§ What needs to be done
Starting at the line that contains "Set-play tagging: locate each instance of the wooden beam" and ending with the last line of the records, lay out each line as one string in a JSON list, leaving out blank lines. Include nothing from before that point.

═══ Listed entries

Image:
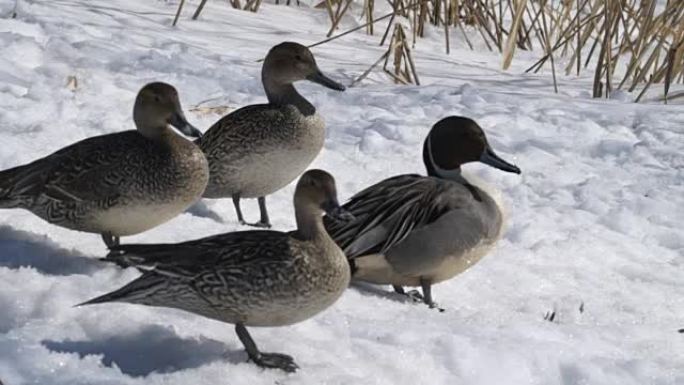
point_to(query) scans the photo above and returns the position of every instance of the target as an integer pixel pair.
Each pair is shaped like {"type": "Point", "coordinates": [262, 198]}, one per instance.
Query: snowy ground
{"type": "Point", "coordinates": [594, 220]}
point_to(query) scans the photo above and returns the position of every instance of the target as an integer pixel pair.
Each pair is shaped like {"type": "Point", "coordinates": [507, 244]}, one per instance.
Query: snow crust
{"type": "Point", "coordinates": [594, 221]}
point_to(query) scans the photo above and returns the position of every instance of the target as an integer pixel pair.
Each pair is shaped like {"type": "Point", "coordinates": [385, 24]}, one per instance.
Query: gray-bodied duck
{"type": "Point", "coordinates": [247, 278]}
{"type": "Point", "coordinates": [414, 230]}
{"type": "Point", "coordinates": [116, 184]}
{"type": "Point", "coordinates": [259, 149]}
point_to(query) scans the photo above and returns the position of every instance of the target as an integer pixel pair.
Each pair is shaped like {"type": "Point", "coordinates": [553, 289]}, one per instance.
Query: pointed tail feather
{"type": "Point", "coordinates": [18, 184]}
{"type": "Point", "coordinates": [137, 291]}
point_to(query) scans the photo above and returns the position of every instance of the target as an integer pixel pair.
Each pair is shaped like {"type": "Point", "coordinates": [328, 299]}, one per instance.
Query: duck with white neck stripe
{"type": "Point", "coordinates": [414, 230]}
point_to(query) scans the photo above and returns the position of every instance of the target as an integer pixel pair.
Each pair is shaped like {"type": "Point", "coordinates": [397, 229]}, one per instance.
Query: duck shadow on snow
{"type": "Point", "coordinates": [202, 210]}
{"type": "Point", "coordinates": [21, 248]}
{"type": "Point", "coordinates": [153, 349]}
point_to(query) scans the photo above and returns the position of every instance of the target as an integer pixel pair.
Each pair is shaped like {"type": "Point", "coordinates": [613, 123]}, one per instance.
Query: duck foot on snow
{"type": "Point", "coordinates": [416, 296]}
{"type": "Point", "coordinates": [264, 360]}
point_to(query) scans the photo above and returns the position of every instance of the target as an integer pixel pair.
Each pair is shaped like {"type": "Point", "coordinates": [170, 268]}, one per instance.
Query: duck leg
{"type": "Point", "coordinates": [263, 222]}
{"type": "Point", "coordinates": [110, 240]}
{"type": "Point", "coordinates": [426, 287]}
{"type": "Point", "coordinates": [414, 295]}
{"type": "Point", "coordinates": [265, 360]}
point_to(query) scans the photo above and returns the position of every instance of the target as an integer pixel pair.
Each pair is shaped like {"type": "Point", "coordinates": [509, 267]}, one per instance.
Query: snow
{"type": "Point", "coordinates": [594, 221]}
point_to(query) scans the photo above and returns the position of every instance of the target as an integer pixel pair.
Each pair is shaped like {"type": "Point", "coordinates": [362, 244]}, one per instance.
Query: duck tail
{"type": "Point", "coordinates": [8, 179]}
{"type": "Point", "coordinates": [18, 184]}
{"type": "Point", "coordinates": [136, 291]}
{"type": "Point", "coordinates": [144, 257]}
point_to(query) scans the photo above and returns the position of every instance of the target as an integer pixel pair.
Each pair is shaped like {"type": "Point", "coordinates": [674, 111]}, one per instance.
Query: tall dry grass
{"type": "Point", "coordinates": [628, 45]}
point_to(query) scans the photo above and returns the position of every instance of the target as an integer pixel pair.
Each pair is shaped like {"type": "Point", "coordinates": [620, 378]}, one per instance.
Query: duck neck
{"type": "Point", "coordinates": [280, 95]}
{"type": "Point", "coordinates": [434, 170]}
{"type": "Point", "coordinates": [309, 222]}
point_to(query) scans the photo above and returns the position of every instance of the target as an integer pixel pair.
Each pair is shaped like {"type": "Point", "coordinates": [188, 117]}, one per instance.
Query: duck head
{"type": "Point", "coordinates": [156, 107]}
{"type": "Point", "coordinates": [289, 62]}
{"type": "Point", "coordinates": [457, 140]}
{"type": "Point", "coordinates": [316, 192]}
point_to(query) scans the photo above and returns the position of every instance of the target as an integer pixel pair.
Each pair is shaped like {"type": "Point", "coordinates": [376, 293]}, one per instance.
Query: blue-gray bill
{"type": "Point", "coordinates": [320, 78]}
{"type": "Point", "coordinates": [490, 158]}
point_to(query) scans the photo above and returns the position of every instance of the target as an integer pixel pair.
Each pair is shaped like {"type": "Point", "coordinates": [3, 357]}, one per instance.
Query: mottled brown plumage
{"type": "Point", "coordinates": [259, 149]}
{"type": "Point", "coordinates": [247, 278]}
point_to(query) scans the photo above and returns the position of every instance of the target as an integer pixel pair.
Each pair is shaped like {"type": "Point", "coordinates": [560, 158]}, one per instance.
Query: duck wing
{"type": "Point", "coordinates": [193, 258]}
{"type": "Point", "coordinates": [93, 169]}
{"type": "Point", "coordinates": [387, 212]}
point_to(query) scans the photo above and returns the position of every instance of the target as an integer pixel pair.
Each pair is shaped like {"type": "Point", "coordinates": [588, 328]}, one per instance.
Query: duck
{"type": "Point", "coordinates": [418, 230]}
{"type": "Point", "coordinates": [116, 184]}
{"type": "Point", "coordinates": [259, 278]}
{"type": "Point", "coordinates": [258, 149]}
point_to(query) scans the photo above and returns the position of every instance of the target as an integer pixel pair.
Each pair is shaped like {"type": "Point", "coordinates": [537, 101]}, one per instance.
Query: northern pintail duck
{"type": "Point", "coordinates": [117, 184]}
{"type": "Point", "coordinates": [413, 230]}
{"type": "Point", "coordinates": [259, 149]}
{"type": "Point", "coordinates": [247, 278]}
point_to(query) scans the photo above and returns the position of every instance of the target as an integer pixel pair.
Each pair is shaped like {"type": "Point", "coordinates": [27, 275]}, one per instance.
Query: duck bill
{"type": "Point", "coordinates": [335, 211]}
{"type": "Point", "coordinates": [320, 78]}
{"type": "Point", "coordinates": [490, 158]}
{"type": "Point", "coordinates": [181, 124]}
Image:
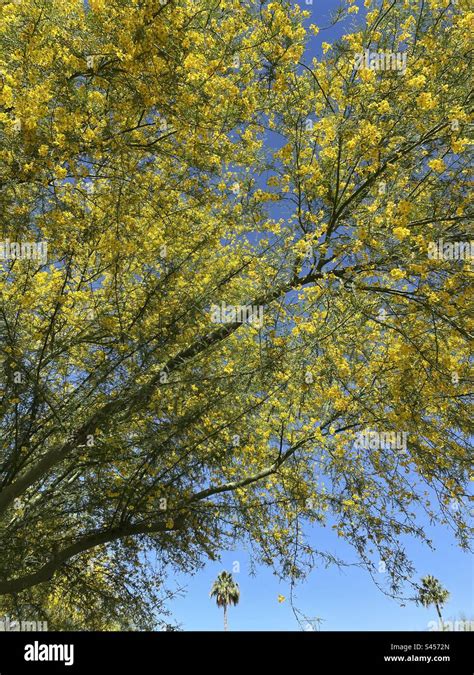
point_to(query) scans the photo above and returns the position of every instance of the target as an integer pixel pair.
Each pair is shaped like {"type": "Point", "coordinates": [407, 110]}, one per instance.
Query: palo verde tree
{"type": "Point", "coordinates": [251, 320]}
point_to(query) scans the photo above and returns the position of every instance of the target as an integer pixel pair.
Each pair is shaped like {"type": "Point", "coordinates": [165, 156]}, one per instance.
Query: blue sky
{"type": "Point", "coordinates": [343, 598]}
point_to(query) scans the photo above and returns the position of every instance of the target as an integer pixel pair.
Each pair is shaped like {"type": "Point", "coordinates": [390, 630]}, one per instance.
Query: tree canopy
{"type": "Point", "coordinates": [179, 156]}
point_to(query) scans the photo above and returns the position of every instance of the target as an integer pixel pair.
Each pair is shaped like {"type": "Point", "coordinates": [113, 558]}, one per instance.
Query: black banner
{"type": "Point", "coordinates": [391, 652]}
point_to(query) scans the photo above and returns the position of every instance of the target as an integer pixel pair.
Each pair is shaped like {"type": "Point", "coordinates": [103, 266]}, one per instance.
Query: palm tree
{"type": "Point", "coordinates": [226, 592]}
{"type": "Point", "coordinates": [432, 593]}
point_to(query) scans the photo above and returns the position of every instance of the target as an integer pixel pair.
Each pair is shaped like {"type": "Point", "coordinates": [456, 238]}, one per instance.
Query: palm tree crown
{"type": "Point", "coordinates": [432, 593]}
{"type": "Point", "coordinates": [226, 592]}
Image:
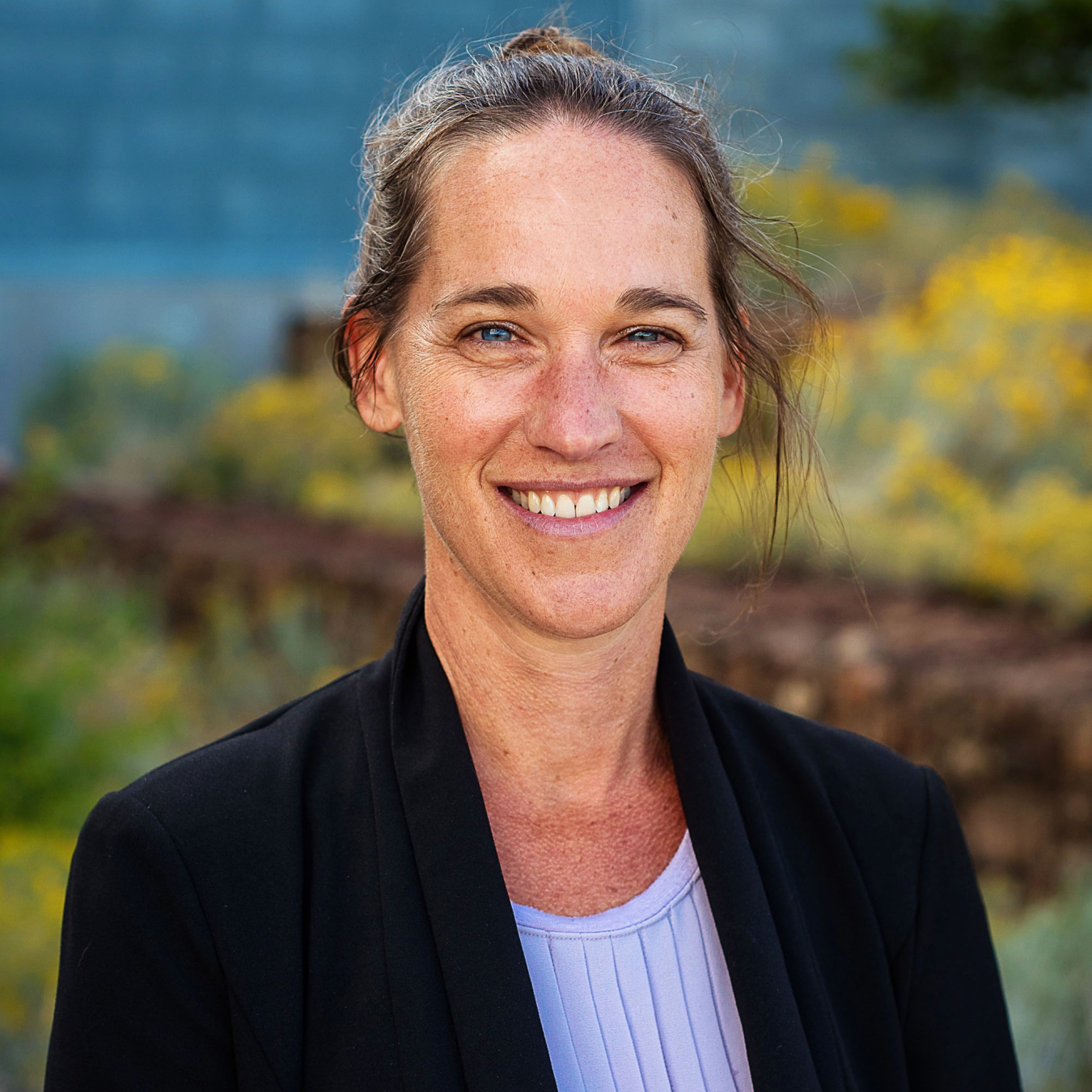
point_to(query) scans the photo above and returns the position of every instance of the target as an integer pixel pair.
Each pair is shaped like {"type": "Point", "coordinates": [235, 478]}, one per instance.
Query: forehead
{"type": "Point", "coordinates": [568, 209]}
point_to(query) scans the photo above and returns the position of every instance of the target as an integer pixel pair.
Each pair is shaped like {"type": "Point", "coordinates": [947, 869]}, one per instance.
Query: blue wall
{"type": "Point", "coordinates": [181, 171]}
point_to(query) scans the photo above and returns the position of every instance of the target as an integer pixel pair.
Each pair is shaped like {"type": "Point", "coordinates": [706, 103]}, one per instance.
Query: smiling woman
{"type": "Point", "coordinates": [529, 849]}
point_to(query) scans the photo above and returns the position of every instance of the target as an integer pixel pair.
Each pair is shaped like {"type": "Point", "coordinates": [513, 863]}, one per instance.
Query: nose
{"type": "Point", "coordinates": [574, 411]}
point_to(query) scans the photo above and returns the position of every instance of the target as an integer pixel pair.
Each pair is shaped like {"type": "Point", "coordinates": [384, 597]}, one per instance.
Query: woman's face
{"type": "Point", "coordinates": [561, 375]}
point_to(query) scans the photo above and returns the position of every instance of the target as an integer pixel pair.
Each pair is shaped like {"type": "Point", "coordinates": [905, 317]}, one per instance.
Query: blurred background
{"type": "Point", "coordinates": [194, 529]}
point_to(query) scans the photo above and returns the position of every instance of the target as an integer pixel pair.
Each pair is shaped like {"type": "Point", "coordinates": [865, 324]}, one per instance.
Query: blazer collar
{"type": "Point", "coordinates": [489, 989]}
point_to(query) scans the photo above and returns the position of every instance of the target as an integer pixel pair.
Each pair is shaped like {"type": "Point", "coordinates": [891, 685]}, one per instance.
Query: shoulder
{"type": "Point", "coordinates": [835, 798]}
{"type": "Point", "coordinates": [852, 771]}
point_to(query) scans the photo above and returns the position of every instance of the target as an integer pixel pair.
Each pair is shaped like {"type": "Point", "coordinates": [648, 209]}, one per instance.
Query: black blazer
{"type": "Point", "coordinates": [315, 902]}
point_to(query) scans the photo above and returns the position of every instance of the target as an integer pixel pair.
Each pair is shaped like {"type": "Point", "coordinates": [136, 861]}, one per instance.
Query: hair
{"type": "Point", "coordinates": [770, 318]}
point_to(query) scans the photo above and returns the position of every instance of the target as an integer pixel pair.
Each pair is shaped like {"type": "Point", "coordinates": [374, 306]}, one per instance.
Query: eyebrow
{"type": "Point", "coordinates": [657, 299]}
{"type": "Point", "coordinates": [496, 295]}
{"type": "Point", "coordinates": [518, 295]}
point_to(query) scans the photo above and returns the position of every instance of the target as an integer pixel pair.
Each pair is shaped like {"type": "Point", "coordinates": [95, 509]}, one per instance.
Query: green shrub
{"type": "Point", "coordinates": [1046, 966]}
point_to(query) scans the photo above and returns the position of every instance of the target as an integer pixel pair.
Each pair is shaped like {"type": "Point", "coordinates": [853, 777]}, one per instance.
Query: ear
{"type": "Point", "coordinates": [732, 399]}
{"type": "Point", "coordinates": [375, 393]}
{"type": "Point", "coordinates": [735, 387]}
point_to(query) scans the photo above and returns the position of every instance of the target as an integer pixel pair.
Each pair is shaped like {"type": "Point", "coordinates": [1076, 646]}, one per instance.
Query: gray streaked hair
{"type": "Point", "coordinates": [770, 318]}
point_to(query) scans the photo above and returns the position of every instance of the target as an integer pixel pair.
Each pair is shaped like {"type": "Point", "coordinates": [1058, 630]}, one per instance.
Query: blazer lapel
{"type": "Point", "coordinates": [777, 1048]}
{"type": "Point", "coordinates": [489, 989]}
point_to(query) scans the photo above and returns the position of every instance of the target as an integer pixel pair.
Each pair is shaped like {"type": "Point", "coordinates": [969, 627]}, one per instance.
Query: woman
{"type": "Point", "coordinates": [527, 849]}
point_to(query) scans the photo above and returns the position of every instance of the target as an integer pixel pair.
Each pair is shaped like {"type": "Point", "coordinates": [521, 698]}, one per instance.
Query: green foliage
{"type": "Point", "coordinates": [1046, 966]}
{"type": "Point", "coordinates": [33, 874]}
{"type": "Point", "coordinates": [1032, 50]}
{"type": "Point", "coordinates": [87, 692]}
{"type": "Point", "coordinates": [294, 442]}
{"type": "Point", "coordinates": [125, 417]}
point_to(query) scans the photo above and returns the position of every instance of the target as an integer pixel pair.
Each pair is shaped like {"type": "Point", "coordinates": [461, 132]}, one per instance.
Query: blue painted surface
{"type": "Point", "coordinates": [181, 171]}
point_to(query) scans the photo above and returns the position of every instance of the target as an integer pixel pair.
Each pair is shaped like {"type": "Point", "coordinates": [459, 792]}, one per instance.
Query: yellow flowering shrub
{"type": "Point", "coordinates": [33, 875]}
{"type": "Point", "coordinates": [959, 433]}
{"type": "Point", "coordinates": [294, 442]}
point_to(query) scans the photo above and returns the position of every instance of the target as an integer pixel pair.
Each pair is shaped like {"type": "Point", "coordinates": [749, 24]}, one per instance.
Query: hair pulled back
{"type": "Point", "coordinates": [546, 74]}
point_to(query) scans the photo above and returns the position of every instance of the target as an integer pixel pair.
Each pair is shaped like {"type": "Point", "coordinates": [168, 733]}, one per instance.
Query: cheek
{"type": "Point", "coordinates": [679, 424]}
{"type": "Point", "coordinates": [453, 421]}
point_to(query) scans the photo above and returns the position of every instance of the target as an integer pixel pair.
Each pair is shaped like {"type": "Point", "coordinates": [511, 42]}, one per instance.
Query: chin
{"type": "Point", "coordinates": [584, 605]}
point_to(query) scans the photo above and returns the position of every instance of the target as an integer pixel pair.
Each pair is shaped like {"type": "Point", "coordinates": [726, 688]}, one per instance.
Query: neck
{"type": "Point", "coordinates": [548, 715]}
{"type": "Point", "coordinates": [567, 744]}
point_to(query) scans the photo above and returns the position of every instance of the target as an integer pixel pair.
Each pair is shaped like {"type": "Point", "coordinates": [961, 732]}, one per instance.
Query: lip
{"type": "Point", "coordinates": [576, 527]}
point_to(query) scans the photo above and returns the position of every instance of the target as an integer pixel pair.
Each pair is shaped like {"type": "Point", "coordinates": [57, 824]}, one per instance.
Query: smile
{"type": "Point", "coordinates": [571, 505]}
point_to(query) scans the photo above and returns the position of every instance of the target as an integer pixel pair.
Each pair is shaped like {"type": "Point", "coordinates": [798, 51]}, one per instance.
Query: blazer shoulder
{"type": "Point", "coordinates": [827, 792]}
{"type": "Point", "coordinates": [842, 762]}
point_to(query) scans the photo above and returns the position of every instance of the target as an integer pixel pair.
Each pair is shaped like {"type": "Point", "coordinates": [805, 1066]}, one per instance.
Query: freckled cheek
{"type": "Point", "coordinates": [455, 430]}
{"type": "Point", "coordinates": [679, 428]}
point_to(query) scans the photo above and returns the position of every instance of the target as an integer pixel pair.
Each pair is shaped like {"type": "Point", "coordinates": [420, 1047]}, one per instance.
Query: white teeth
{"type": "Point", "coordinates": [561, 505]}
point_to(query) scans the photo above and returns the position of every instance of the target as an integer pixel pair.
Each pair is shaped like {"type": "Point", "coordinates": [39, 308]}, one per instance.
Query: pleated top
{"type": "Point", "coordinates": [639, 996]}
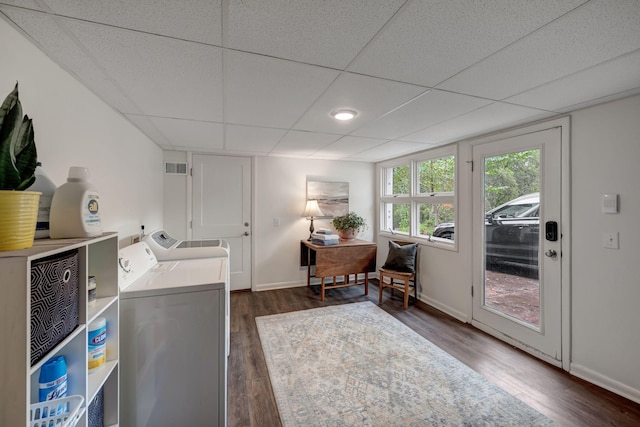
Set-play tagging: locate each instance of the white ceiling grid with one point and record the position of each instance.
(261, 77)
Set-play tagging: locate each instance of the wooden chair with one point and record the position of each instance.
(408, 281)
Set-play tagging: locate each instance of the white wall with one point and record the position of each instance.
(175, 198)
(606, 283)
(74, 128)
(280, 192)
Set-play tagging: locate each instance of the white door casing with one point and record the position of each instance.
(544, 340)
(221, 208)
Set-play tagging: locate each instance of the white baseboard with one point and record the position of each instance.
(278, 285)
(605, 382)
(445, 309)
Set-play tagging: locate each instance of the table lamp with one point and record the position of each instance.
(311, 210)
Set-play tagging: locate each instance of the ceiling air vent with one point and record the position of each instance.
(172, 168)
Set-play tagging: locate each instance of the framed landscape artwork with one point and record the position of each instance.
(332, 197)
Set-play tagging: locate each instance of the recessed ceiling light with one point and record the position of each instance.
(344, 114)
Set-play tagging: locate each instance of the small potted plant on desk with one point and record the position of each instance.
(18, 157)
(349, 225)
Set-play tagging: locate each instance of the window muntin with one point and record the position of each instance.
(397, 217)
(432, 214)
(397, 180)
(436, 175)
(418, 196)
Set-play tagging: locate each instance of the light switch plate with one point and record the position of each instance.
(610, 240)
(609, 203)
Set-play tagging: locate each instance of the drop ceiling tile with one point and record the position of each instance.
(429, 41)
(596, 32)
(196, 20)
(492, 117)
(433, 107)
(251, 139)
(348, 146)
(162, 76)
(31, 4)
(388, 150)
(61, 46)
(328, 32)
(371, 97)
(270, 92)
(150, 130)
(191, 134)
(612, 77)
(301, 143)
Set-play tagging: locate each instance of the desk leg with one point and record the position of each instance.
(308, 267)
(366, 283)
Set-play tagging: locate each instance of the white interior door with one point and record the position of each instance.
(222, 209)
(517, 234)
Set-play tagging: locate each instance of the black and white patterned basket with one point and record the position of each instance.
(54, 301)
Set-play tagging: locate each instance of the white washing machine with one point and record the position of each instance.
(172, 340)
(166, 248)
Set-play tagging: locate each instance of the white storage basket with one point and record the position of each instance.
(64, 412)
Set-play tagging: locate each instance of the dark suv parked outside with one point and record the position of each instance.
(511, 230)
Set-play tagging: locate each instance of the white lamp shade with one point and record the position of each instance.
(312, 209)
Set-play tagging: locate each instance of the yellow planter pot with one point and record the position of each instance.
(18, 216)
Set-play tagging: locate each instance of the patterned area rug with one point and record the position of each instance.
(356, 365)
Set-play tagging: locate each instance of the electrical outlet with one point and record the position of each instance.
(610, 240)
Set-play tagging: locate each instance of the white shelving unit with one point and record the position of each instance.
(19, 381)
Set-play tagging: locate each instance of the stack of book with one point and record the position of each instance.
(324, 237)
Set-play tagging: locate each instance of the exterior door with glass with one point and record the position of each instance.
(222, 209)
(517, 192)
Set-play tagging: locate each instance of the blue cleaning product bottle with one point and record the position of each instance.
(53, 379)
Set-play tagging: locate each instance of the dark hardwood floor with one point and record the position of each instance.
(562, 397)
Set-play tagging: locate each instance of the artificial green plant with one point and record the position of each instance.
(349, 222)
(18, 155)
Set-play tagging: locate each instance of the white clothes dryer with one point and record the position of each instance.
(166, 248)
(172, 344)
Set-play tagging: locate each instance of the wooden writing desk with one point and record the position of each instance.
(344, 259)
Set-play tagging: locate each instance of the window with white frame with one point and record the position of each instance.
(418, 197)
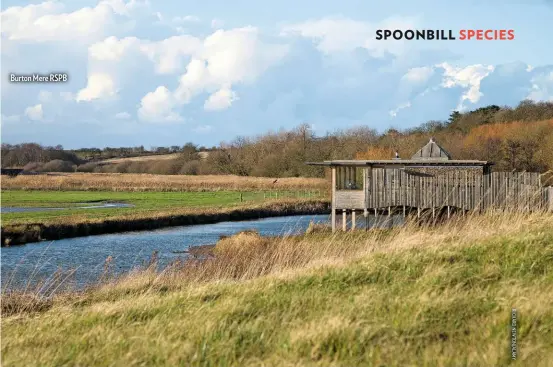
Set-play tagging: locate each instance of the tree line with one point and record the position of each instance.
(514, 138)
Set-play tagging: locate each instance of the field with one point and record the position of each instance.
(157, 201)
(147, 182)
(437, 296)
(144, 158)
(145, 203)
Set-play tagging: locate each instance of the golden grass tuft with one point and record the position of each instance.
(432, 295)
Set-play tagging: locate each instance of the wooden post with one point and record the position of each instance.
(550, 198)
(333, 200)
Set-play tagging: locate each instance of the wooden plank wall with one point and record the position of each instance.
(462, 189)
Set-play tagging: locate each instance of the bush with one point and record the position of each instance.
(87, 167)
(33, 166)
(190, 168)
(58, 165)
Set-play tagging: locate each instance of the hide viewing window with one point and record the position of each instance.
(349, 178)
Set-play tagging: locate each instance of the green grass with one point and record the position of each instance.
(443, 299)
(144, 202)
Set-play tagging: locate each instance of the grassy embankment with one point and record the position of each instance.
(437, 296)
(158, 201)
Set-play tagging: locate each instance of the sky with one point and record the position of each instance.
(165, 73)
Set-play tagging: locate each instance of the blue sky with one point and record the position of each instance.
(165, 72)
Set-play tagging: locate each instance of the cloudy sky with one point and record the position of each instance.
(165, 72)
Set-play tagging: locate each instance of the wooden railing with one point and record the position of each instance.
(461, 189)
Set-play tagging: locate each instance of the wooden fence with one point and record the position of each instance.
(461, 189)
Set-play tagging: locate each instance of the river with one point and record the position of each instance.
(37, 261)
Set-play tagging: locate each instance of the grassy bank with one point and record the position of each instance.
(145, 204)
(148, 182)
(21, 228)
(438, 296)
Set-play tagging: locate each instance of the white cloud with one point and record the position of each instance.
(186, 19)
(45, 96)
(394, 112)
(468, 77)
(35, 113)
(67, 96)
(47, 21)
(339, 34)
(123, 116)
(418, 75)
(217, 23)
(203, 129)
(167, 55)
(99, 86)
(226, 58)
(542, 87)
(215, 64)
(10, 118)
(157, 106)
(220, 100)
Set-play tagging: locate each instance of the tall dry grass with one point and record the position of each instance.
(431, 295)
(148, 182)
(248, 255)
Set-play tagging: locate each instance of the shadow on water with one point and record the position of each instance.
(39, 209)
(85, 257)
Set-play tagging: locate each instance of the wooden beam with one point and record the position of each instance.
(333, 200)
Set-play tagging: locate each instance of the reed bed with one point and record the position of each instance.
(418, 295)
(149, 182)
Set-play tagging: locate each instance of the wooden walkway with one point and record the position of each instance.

══════

§ The completed task
[
  "Set-play tagging: locate each instance of the wooden beam with one point and record the position of each instance.",
  "(333, 200)",
  "Set-play tagging: locate each instance of the reed bed with one point and record the position of each instance.",
  "(418, 295)",
  "(149, 182)",
  "Set-play tagging: locate each instance of the wooden walkway with one point and record the position of each instance."
]